━━ DATA ━━

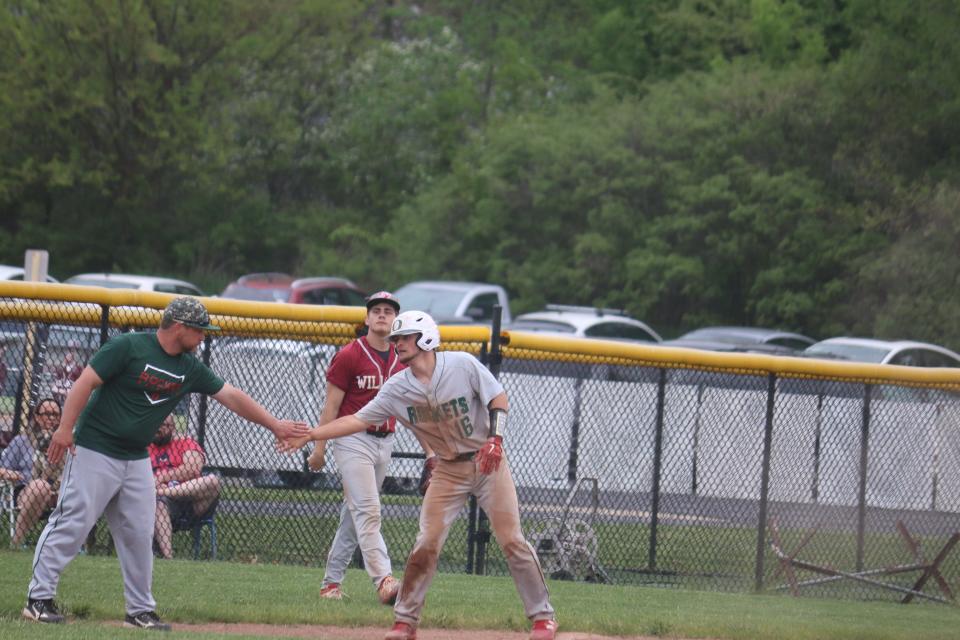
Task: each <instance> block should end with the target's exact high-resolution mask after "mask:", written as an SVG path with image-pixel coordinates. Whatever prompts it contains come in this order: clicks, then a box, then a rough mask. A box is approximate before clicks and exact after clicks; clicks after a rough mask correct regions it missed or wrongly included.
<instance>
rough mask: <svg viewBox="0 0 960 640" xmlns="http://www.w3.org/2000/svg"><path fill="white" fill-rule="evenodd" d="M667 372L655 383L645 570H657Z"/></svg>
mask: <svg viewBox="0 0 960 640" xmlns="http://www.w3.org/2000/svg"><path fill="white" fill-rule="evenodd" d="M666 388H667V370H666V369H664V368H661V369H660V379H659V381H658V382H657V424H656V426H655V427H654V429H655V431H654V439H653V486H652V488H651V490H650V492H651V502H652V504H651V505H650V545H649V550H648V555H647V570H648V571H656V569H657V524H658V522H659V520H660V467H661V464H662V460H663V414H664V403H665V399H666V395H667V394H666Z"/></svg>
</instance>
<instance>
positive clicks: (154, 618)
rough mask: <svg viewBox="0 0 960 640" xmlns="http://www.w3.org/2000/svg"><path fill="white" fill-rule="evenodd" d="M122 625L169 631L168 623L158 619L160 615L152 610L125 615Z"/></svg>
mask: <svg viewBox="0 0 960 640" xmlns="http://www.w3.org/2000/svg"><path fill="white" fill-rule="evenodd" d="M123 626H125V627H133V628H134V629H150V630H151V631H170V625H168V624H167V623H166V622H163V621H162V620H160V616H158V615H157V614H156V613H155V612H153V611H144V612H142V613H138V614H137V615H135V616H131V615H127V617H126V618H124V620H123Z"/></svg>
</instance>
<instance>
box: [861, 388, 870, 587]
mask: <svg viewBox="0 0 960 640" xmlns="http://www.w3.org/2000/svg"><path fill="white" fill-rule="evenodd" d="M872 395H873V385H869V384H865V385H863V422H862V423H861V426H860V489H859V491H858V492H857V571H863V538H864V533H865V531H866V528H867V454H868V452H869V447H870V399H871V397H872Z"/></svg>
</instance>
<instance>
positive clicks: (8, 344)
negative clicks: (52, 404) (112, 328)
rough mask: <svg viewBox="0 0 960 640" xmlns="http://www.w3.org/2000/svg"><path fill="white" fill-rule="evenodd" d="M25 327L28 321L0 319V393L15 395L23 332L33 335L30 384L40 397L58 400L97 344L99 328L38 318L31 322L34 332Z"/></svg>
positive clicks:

━━━

How many lines of the entries contain the string "positive"? Answer with a number and no other words.

THE COMPLETED TASK: 3